Il Protocollo di Kyoto: debole ma necessario.

Il protocollo di Kyoto fu pubblicato l’11 dicembre 1997 ma entrò in vigore il 16 febbraio del 2005. L’obiettivo della COP3 (Conference of Parties) fu quello di ridurre le emissioni di CO2 del 5,5% entro il 2012, considerando quelle prodotte nel 1990.




Nel 2001 il maggior partner, gli Stati Uniti, non ratificarono il protocollo per volere dell’allora Presidente George W. Bush. Considerando il peso americano, che da solo contribuiva per la maggiore alla percentuale delle emissioni di CO2 nel mondo, portò i restanti paesi a ritrarre sulla cifra che dal 5,5% passò al 4,2%.

I detrattori del protocollo lo criticarono per gli scarsi risultati prodotti nel periodo di riferimento 2008-2012. Confrontando i dati del 1990 con quelli del 2012, i firmatari ridussero mediamente le emissioni non del 4,2% bensì del 16%. Le cifre ovviamente diversero da paese a paese: il Giappone non ridusse le sue emissioni ma bensì le aumentò, lo stesso valse per Norvegia, Danimarca, Svizzera, Spagna e in larga misura Lichtestein, Austria e Lussemburgo.

Il protocollo di Kyoto mostrò ai più che una riduzione delle emissioni di gas serra non corrisponde un peggioramento nell’ambito economico e fu il primo passo con cui gli stati dimostrarono una volontà in ambito di salvaguardia ambientale, seppur il protocollo non prevedette vincoli agli stessi.

Un protocollo di Kyoto 2.0 si ritrovò con l’accordo di Parigi del 2015 (COP21), una versione aggiornata e migliorata del precedente. Quest’ultimo infatti prevedette un sistema di modifica degli obiettivi a cadenza quinquennale e la comprensione negli accordi delle grandi potenze emergenti in ambito industriale (la Cina al tempo di Kyoto contribuiva ad 1/3 delle emissioni rispetto quelle odierne).

L’ambiente è una tematica fondamentale alla quale chiediamo alla nostra classe politica di occuparsene in maniera adeguata poiché abbiamo un obbligo morale: lasciare alle future generazioni un pianeta sano e vivibile, almeno nella stessa misura con la quale l’abbiamo conosciuto noi.

Istruzioni del compito >>
Rispondi a queste domande usando il testo sul Protocollo di Kyoto:
1. In quale data entrò in vigore il protocollo?
2. Per volere di quale presidente gli Stati Uniti non ratificarono il protocollo?
3. Con quale cadenza l'accordo di Parigi prevede la modifica degli obiettivi?
Per rispondere si usa soltanto il testo sul Protocollo di Kyoto.

(Dati delle maschere di segmentazione)
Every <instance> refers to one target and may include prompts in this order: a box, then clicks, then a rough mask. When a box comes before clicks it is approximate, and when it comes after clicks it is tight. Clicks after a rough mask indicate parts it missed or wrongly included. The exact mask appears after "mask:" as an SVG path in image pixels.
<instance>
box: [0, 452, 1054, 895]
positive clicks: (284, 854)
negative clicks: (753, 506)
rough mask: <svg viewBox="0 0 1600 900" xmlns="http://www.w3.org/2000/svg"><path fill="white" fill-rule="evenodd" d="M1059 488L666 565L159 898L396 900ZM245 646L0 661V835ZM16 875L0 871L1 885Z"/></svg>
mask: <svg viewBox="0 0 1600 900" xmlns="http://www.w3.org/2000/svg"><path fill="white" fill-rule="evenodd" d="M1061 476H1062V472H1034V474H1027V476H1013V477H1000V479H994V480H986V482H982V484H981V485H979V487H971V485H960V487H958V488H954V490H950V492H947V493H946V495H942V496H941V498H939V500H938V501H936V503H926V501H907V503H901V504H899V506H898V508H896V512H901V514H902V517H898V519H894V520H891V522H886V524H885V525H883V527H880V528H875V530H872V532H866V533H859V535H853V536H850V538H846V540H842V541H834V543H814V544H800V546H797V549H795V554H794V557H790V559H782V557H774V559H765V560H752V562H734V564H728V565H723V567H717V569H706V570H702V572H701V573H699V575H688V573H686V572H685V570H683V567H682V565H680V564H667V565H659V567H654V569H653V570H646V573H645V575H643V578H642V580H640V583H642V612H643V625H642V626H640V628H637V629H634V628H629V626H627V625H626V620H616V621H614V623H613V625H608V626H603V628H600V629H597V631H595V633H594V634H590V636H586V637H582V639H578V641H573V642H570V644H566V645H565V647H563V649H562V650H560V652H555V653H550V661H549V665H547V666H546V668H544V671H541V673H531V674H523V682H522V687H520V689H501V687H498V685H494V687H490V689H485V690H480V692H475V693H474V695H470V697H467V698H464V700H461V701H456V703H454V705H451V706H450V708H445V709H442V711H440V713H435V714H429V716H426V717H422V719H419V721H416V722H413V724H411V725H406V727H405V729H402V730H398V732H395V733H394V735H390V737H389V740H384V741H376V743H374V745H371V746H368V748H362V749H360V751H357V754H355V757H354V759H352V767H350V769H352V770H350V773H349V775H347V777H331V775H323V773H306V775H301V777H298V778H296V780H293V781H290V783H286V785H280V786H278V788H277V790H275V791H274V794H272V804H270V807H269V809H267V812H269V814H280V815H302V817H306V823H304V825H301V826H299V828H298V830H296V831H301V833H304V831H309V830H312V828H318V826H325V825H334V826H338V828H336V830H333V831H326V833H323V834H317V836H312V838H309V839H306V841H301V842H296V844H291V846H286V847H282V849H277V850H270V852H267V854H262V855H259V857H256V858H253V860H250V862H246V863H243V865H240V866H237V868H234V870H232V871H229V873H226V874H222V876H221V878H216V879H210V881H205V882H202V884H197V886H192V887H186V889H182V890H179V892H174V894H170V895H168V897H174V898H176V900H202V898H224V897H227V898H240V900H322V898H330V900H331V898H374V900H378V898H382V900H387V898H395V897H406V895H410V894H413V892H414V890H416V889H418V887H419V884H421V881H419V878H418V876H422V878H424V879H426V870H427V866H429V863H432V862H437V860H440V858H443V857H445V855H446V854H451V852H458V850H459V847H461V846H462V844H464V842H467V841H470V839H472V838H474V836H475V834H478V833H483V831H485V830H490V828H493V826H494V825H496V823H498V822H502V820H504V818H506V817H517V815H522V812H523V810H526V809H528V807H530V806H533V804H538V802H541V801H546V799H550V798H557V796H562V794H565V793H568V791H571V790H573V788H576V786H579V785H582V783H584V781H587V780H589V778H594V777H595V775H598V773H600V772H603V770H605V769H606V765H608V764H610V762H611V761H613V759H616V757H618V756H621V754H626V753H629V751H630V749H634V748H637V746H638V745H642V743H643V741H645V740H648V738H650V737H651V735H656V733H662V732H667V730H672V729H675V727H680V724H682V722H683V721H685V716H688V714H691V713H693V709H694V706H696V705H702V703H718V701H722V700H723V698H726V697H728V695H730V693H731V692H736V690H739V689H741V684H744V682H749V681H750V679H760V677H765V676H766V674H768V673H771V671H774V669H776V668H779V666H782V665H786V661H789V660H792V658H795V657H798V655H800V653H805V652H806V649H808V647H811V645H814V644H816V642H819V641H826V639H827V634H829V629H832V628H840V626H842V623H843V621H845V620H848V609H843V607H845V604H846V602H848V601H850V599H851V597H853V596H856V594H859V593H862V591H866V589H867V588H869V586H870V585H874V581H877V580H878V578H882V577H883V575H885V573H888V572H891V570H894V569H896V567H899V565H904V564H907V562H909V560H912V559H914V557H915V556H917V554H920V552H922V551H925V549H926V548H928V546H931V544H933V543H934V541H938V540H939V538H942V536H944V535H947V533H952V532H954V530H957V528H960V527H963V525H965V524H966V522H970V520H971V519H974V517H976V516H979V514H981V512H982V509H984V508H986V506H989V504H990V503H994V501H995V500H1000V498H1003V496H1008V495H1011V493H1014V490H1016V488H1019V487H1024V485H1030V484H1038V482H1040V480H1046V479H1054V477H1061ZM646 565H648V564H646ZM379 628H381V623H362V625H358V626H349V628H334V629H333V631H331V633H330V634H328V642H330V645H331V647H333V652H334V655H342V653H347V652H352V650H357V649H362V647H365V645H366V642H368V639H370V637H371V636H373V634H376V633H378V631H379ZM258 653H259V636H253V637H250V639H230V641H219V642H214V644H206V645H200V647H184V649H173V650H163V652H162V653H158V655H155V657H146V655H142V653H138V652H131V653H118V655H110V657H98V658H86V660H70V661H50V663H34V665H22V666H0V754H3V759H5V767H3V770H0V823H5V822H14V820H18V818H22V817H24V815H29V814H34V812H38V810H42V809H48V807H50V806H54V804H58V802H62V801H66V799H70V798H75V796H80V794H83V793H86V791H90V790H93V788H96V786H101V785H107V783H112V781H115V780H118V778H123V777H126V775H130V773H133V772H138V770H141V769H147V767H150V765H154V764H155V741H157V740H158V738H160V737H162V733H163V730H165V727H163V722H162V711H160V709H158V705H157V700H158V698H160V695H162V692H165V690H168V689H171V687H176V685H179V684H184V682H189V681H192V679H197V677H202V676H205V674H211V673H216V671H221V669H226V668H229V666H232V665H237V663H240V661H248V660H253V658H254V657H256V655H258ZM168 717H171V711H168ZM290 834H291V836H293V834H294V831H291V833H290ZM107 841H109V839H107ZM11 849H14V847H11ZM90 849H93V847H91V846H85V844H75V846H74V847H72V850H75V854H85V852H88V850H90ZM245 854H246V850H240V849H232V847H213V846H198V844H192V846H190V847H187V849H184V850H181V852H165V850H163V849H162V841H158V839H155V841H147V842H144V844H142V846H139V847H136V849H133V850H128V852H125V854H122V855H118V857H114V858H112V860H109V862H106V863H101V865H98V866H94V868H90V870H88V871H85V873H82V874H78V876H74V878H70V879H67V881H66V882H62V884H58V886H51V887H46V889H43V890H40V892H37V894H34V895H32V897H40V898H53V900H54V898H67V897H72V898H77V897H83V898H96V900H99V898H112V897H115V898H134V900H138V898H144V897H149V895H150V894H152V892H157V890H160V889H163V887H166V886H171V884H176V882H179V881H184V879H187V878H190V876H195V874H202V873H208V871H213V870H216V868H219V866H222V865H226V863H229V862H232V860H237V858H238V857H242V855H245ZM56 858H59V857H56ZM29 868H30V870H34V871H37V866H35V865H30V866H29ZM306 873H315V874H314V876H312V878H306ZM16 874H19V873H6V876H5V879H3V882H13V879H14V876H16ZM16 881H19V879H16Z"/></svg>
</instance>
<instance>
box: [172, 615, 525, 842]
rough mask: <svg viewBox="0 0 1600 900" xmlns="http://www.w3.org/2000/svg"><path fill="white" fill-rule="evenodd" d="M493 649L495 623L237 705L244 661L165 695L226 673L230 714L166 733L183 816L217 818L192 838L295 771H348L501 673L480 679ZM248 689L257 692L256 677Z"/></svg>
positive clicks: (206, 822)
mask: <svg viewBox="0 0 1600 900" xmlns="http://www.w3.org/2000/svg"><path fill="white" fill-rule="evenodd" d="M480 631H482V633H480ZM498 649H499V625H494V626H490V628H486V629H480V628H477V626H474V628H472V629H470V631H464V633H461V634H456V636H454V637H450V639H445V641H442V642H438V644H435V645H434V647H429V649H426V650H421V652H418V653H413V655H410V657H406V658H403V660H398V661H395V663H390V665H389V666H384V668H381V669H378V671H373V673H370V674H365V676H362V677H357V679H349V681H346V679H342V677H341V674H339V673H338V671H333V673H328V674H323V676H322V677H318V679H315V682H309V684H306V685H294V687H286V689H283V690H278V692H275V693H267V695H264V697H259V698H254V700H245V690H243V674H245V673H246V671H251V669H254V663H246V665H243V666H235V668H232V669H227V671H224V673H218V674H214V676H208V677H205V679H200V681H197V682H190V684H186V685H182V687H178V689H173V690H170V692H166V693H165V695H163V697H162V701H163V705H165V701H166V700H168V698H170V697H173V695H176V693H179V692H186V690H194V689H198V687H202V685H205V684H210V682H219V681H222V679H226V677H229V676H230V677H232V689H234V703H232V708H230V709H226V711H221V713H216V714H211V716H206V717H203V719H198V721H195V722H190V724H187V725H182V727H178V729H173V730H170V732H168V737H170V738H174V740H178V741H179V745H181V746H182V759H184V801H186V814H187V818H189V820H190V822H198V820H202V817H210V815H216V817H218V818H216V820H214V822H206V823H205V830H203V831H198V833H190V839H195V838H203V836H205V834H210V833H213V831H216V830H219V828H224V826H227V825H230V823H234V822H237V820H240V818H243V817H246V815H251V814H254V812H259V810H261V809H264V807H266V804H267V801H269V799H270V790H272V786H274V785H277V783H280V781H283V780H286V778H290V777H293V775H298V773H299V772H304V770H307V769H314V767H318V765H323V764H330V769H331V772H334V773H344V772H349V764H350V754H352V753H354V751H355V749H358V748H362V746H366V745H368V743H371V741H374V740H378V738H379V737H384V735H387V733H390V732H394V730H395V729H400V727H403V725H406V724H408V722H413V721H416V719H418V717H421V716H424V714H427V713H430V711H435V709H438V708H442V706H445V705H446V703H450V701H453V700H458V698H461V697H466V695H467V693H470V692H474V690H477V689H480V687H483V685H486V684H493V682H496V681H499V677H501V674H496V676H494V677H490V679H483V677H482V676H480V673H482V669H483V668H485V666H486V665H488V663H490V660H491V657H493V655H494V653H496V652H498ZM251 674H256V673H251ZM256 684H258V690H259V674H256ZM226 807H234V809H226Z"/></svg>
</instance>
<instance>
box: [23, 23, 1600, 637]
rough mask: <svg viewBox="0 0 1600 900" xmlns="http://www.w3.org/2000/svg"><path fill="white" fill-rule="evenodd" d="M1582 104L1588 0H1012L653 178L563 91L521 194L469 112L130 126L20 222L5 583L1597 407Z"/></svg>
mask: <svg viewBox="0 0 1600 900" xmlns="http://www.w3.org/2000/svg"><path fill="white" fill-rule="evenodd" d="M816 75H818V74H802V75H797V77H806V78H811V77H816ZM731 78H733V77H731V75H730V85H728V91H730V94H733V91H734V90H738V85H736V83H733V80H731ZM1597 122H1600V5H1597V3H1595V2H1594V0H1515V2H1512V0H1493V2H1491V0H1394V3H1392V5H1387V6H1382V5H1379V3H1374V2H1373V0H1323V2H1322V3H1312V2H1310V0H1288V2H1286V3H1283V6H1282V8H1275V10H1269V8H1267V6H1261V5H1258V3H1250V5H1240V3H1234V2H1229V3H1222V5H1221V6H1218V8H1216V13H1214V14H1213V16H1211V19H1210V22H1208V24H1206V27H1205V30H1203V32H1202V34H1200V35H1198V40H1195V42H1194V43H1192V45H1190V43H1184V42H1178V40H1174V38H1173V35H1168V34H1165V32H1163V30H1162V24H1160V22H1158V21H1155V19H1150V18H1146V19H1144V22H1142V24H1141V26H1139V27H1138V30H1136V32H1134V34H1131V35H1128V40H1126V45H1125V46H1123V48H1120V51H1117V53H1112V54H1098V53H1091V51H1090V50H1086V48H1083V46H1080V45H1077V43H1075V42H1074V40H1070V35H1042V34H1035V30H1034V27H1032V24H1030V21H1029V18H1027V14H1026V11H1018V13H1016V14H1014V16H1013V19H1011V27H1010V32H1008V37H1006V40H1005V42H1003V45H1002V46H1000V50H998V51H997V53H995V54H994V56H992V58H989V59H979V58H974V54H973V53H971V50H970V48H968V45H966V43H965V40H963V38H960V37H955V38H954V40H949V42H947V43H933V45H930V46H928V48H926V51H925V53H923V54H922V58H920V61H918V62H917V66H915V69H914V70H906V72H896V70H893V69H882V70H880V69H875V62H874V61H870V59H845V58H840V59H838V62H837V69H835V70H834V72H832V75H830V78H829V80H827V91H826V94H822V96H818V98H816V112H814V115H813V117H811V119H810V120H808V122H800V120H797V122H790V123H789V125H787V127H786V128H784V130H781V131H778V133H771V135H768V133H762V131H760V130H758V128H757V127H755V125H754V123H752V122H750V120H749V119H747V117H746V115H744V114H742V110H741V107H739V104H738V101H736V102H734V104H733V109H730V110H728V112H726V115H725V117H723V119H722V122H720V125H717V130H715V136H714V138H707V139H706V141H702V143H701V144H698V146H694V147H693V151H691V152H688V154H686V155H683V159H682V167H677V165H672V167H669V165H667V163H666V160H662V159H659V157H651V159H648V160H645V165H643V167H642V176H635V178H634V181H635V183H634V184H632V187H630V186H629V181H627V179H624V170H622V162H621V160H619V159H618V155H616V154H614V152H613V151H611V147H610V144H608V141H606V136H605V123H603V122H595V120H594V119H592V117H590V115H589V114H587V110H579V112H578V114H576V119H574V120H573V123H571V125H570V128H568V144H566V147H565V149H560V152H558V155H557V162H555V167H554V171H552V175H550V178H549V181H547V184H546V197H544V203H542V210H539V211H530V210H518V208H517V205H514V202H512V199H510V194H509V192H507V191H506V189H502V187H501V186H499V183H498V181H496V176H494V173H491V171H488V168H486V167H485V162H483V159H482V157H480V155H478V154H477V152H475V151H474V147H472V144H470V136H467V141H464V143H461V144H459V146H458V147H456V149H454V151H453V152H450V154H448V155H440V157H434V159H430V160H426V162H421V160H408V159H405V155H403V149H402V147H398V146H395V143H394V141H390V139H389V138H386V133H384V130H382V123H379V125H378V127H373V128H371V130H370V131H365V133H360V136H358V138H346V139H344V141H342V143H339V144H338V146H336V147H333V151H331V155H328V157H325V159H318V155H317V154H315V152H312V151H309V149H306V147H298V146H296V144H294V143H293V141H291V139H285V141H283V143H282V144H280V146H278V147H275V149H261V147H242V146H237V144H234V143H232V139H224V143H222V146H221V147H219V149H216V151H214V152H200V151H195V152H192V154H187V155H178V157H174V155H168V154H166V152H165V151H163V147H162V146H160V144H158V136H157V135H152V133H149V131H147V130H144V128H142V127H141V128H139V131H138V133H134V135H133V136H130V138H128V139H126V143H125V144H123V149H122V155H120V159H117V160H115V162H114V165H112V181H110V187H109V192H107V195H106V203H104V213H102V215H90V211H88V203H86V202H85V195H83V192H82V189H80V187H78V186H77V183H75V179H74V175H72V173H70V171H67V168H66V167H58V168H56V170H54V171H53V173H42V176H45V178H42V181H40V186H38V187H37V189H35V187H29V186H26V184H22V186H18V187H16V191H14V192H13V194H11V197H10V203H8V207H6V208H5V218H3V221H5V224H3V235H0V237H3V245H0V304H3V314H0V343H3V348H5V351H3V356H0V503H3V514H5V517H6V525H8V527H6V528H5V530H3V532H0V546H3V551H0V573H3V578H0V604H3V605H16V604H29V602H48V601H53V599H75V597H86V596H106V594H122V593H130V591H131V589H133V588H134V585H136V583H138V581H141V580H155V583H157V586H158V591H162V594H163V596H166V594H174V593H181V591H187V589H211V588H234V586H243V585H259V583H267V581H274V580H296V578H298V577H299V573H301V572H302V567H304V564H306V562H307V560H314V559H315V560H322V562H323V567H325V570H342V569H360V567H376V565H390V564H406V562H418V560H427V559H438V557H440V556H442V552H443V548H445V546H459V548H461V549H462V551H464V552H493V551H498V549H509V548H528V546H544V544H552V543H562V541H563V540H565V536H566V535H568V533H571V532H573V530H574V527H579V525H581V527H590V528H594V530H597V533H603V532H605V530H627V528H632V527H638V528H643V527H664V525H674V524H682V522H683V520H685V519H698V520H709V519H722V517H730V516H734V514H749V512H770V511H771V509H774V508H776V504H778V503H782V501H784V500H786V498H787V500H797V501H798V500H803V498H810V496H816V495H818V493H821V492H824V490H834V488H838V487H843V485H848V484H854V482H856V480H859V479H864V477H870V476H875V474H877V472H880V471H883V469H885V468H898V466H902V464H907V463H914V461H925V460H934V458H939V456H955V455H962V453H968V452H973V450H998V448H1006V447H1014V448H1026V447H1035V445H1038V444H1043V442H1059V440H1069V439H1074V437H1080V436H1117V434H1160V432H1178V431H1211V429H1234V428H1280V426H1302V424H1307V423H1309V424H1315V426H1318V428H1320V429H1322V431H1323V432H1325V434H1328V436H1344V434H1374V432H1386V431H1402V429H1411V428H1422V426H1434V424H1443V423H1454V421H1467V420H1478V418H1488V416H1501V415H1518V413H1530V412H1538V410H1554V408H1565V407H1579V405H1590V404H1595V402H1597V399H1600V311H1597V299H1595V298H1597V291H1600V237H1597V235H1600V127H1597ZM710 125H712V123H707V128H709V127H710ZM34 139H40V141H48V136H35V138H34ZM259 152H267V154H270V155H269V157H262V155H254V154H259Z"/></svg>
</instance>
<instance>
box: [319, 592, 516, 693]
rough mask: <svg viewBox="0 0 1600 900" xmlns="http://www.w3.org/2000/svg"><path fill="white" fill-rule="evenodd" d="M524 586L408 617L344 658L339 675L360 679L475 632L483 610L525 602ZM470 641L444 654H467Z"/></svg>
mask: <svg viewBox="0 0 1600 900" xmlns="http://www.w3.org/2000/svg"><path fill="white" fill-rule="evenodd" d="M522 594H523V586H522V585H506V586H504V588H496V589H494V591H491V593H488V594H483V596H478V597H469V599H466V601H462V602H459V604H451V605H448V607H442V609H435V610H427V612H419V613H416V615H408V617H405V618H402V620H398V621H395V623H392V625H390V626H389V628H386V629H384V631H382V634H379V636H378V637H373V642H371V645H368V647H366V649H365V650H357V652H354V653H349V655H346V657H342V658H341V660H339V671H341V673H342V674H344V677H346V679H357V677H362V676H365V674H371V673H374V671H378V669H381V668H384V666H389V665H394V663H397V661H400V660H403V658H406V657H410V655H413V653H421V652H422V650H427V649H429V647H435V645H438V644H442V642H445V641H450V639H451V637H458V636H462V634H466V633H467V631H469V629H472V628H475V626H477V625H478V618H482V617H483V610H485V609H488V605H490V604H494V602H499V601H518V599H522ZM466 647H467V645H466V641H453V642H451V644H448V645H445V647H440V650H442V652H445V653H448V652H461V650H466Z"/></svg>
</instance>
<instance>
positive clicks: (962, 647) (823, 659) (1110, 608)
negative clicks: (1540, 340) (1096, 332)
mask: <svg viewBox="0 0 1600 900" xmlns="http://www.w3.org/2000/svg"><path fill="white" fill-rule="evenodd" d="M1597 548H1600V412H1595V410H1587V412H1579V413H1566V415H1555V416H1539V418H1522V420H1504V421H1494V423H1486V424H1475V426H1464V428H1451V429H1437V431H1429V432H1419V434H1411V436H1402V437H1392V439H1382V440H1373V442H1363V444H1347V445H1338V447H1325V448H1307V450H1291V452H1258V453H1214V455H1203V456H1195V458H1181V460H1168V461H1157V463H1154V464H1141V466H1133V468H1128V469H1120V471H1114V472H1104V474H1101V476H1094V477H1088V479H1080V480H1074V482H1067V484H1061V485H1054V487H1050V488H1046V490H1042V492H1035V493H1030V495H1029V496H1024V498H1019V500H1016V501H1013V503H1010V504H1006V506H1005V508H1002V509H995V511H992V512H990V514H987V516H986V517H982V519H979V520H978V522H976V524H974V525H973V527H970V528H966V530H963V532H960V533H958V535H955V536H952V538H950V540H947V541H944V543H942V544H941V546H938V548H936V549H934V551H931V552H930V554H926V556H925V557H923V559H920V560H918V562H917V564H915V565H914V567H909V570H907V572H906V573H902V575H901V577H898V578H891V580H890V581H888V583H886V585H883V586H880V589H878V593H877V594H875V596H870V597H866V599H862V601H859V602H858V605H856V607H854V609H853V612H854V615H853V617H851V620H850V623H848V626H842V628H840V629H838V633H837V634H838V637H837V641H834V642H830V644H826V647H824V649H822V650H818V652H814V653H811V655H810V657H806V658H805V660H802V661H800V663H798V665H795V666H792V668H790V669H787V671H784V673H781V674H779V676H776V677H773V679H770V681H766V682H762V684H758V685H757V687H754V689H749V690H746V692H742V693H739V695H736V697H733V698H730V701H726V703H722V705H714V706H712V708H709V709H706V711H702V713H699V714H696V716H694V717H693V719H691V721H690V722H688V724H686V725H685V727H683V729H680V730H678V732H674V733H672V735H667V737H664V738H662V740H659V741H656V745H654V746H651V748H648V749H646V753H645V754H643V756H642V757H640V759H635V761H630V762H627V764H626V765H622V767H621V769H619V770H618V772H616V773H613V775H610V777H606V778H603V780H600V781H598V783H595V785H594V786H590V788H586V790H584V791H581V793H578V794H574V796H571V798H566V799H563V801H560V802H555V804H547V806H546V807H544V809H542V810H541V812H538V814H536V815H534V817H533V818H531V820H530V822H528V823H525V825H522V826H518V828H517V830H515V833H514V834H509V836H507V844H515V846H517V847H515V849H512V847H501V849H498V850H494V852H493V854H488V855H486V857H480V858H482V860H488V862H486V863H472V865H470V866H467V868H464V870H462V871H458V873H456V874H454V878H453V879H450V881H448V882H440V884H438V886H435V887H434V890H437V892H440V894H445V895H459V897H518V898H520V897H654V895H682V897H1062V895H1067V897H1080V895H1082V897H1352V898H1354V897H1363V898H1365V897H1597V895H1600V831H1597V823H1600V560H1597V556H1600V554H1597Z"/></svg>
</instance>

Risultato esercizio >>
1. Il protocollo entrò in vigore il 16 febbraio 2005.
2. Gli Stati Uniti non lo ratificarono per volere del Presidente George W. Bush.
3. L'accordo di Parigi prevede la modifica degli obiettivi con cadenza quinquennale.